Still, anyway, when you live somewhere, irrespective of how lovely your surroundings may be, you have to live a regular life. There's washing and ironing, shopping and earning a living, perhaps gardening and washing the car, getting it serviced, that sort of thing. There's cooking and cleaning and washing up ('doing the dishes' folks. I know, some of across the pond think 'washing up' is rinsing your face and hands). Although I guess that last one's a puzzle for a lot of people these days, living, as we do, in the dishwasher generation. Both me and my beloved are firm anti-dishwasher people I'm afraid. They're so awful in so many different ways for the environment. But no point going down that road here.


The Petrino café/bar...again.

Today, though, sitting for an hour or two in the delightful central plateia, which is set just back from the harbour in Skala, Patmos, was for me a kind of 'life affirming' moment. Watching the faces we've become familiar with over the more than two weeks that we've now been here, interacting with each other, going about their island lives, was truly a warming experience. Here there is virtually no crime, here everyone knows everyone else, and here everyone says hello.

* **Material**
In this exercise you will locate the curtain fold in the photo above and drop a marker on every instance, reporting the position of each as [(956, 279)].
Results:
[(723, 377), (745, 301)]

* **Tasks**
1 - Rewrite a stretch of the Patmos passage that begins at the words "Still, anyway, when" and stops after "that road here.", substituting "mending" for "ironing".
2 - According to the Patmos passage, how long have the writer and the writer's beloved been on the island?
3 - Why does the Patmos passage say the writer and the writer's beloved are firmly against dishwashers?
Work from the Patmos passage alone, not from the listing.

* **Task-by-task results**
1 -
Still, anyway, when you live somewhere, irrespective of how lovely your surroundings may be, you have to live a regular life. There's washing and mending, shopping and earning a living, perhaps gardening and washing the car, getting it serviced, that sort of thing. There's cooking and cleaning and washing up ('doing the dishes' folks. I know, some of across the pond think 'washing up' is rinsing your face and hands). Although I guess that last one's a puzzle for a lot of people these days, living, as we do, in the dishwasher generation. Both me and my beloved are firm anti-dishwasher people I'm afraid. They're so awful in so many different ways for the environment. But no point going down that road here.

2 - More than two weeks.

3 - They consider dishwashers awful for the environment in many different ways.